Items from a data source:
----

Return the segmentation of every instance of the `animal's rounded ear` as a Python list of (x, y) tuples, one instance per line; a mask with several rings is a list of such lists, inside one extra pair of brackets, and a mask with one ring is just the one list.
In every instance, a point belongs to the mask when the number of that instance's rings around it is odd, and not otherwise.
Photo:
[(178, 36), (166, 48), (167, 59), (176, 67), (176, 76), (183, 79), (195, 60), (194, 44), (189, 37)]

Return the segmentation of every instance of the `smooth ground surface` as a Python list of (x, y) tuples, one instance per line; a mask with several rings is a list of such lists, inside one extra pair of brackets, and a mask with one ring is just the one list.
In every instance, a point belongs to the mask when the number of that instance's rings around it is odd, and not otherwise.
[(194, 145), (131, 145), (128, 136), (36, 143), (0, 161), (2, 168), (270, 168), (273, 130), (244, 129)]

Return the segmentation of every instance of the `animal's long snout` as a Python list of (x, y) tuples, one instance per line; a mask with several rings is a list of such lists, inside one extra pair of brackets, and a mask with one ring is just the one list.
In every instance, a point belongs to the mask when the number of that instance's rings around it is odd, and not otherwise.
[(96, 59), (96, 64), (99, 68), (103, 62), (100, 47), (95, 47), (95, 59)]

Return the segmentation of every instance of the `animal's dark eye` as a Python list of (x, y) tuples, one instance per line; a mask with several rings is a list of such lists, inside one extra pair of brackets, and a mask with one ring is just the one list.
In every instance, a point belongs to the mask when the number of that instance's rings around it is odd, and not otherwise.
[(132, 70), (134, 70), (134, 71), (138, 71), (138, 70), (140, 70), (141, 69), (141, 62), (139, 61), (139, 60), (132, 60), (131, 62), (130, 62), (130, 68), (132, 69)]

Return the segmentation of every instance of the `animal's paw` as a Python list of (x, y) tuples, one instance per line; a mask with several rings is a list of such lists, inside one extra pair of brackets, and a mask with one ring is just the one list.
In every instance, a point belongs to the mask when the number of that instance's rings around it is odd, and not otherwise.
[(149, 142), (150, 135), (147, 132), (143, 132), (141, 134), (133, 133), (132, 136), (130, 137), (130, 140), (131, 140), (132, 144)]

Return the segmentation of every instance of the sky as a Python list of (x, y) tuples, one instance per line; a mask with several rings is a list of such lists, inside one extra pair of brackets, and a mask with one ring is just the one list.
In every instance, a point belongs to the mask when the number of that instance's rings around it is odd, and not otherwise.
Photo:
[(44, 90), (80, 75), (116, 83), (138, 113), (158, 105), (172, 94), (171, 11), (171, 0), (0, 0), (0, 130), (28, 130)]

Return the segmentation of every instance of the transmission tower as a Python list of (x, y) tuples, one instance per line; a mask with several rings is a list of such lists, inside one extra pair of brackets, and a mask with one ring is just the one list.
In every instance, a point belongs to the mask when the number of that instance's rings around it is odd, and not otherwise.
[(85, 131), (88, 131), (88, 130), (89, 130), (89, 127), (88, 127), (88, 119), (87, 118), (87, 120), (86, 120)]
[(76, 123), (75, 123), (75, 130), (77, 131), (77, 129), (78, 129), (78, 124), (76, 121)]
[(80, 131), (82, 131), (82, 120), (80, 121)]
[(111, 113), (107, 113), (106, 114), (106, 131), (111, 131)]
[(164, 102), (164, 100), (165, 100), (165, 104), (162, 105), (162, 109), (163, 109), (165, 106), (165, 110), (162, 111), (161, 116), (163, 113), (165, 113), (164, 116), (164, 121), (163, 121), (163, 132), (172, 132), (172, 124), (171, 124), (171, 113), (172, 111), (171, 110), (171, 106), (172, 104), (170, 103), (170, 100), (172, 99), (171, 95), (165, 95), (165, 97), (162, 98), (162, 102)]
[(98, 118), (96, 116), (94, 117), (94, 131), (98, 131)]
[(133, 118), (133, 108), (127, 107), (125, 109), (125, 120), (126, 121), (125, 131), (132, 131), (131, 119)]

----

**Aim of the task**
Could you reproduce the data above, starting at its beginning and ending at the line that contains "44), (189, 37)]", requests included, with every coordinate in the answers multiplied by 0.9 and rounded to a whole number, halves rounded up?

**Complete answer**
Return the segmentation of every instance of the `animal's rounded ear` as a Python list of (x, y) tuples, one instance per line; a mask with several rings is a list of such lists, inside one extra pair of brackets, and a mask with one ring is just the one list.
In every instance, a point belongs to the mask when the number of that instance's rings around it is odd, and not otherwise.
Photo:
[(160, 32), (149, 43), (150, 53), (158, 60), (158, 68), (165, 71), (176, 54), (175, 40), (170, 33)]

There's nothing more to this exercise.